--- Begin ---

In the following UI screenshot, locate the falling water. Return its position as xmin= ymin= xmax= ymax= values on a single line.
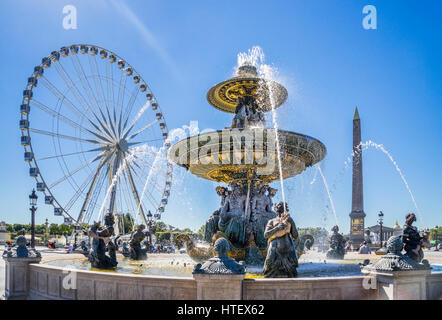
xmin=362 ymin=140 xmax=422 ymax=223
xmin=334 ymin=140 xmax=422 ymax=223
xmin=137 ymin=144 xmax=164 ymax=219
xmin=316 ymin=165 xmax=338 ymax=225
xmin=236 ymin=46 xmax=285 ymax=209
xmin=98 ymin=147 xmax=140 ymax=221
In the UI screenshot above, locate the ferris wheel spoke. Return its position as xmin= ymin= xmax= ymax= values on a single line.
xmin=106 ymin=63 xmax=115 ymax=115
xmin=48 ymin=155 xmax=102 ymax=189
xmin=20 ymin=44 xmax=170 ymax=225
xmin=123 ymin=170 xmax=136 ymax=213
xmin=130 ymin=164 xmax=159 ymax=208
xmin=126 ymin=164 xmax=147 ymax=225
xmin=40 ymin=76 xmax=84 ymax=120
xmin=87 ymin=114 xmax=113 ymax=142
xmin=124 ymin=120 xmax=159 ymax=140
xmin=69 ymin=55 xmax=100 ymax=115
xmin=88 ymin=55 xmax=108 ymax=109
xmin=78 ymin=170 xmax=106 ymax=223
xmin=120 ymin=86 xmax=140 ymax=127
xmin=35 ymin=147 xmax=106 ymax=161
xmin=29 ymin=99 xmax=91 ymax=134
xmin=29 ymin=128 xmax=100 ymax=144
xmin=114 ymin=69 xmax=127 ymax=122
xmin=63 ymin=168 xmax=94 ymax=211
xmin=135 ymin=162 xmax=167 ymax=194
xmin=52 ymin=61 xmax=98 ymax=120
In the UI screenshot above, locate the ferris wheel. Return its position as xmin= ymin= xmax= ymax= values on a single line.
xmin=20 ymin=44 xmax=173 ymax=229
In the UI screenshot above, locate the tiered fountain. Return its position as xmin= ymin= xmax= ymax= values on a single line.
xmin=169 ymin=58 xmax=326 ymax=263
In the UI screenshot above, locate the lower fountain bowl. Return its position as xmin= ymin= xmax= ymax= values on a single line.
xmin=169 ymin=128 xmax=327 ymax=183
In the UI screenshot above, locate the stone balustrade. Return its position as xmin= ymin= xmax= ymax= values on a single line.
xmin=1 ymin=263 xmax=442 ymax=300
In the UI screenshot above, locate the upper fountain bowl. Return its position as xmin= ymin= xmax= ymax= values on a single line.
xmin=207 ymin=65 xmax=288 ymax=113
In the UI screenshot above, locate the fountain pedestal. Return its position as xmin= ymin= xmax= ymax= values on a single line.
xmin=3 ymin=236 xmax=41 ymax=300
xmin=193 ymin=274 xmax=245 ymax=300
xmin=4 ymin=257 xmax=41 ymax=300
xmin=362 ymin=270 xmax=431 ymax=300
xmin=362 ymin=236 xmax=431 ymax=300
xmin=193 ymin=238 xmax=246 ymax=300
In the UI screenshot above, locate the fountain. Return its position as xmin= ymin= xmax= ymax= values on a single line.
xmin=169 ymin=52 xmax=326 ymax=264
xmin=3 ymin=47 xmax=442 ymax=300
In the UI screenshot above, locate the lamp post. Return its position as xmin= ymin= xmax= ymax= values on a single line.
xmin=29 ymin=189 xmax=38 ymax=249
xmin=146 ymin=210 xmax=152 ymax=252
xmin=378 ymin=211 xmax=384 ymax=248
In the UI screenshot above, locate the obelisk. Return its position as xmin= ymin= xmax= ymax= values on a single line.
xmin=350 ymin=107 xmax=365 ymax=248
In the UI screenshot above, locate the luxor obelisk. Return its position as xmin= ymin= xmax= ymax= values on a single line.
xmin=350 ymin=107 xmax=365 ymax=248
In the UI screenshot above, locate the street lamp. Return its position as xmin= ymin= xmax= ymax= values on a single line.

--- End ---

## PROBLEM TO WORK ON
Print all of the records above word for word, leaving out the picture.

## CORRECT RESPONSE
In the following UI screenshot, locate the falling water. Return its position as xmin= ymin= xmax= ymax= values on a single line.
xmin=362 ymin=140 xmax=422 ymax=223
xmin=334 ymin=140 xmax=422 ymax=223
xmin=137 ymin=144 xmax=164 ymax=219
xmin=316 ymin=165 xmax=338 ymax=225
xmin=236 ymin=46 xmax=285 ymax=209
xmin=98 ymin=147 xmax=140 ymax=221
In the UI screenshot above, locate the ferris wheel spoke. Return its position as xmin= ymin= xmax= ymax= values on a single line.
xmin=106 ymin=63 xmax=115 ymax=115
xmin=48 ymin=155 xmax=102 ymax=189
xmin=20 ymin=44 xmax=170 ymax=225
xmin=123 ymin=170 xmax=136 ymax=213
xmin=130 ymin=164 xmax=159 ymax=208
xmin=126 ymin=164 xmax=147 ymax=225
xmin=40 ymin=76 xmax=84 ymax=120
xmin=87 ymin=114 xmax=113 ymax=142
xmin=124 ymin=120 xmax=159 ymax=140
xmin=69 ymin=55 xmax=100 ymax=115
xmin=88 ymin=55 xmax=108 ymax=109
xmin=78 ymin=170 xmax=106 ymax=223
xmin=120 ymin=86 xmax=140 ymax=127
xmin=35 ymin=147 xmax=106 ymax=161
xmin=29 ymin=99 xmax=91 ymax=134
xmin=29 ymin=128 xmax=100 ymax=144
xmin=114 ymin=69 xmax=127 ymax=122
xmin=63 ymin=168 xmax=94 ymax=211
xmin=135 ymin=162 xmax=167 ymax=194
xmin=52 ymin=61 xmax=98 ymax=120
In the UI screenshot above, locate the ferris wheel. Return its position as xmin= ymin= xmax= ymax= values on a single line.
xmin=20 ymin=44 xmax=173 ymax=229
In the UI screenshot above, locate the tiered fountain. Return its position as xmin= ymin= xmax= ymax= values on a single line.
xmin=169 ymin=58 xmax=326 ymax=263
In the UI screenshot above, locate the lower fountain bowl. Return its position as xmin= ymin= xmax= ymax= values on a single line.
xmin=169 ymin=128 xmax=327 ymax=183
In the UI screenshot above, locate the stone balustrade. Return its position as xmin= ymin= xmax= ymax= values on a single line.
xmin=1 ymin=263 xmax=442 ymax=300
In the UI screenshot above, locate the upper fountain bowl. Return its position as xmin= ymin= xmax= ymax= values on a single line.
xmin=207 ymin=65 xmax=288 ymax=113
In the UI screenshot above, locate the fountain pedestal. Return its position as xmin= ymin= xmax= ymax= values on a single line.
xmin=3 ymin=236 xmax=41 ymax=300
xmin=193 ymin=274 xmax=245 ymax=300
xmin=4 ymin=257 xmax=41 ymax=300
xmin=362 ymin=270 xmax=431 ymax=300
xmin=362 ymin=236 xmax=431 ymax=300
xmin=193 ymin=238 xmax=246 ymax=300
In the UI screenshot above, locate the fountain. Return its position as xmin= ymin= xmax= ymax= values on a single line.
xmin=169 ymin=52 xmax=326 ymax=264
xmin=3 ymin=47 xmax=442 ymax=300
In the UI screenshot above, locate the lamp post. Return its position as xmin= ymin= xmax= ymax= values on a single line.
xmin=29 ymin=189 xmax=38 ymax=249
xmin=146 ymin=210 xmax=152 ymax=252
xmin=378 ymin=211 xmax=384 ymax=248
In the UI screenshot above, locate the obelisk. Return its position as xmin= ymin= xmax= ymax= values on a single line.
xmin=350 ymin=107 xmax=365 ymax=248
In the UI screenshot above, locate the luxor obelisk. Return its position as xmin= ymin= xmax= ymax= values on a single line.
xmin=350 ymin=107 xmax=365 ymax=248
In the UI screenshot above, locate the street lamp. Return its position as xmin= ymin= xmax= ymax= values on a single line.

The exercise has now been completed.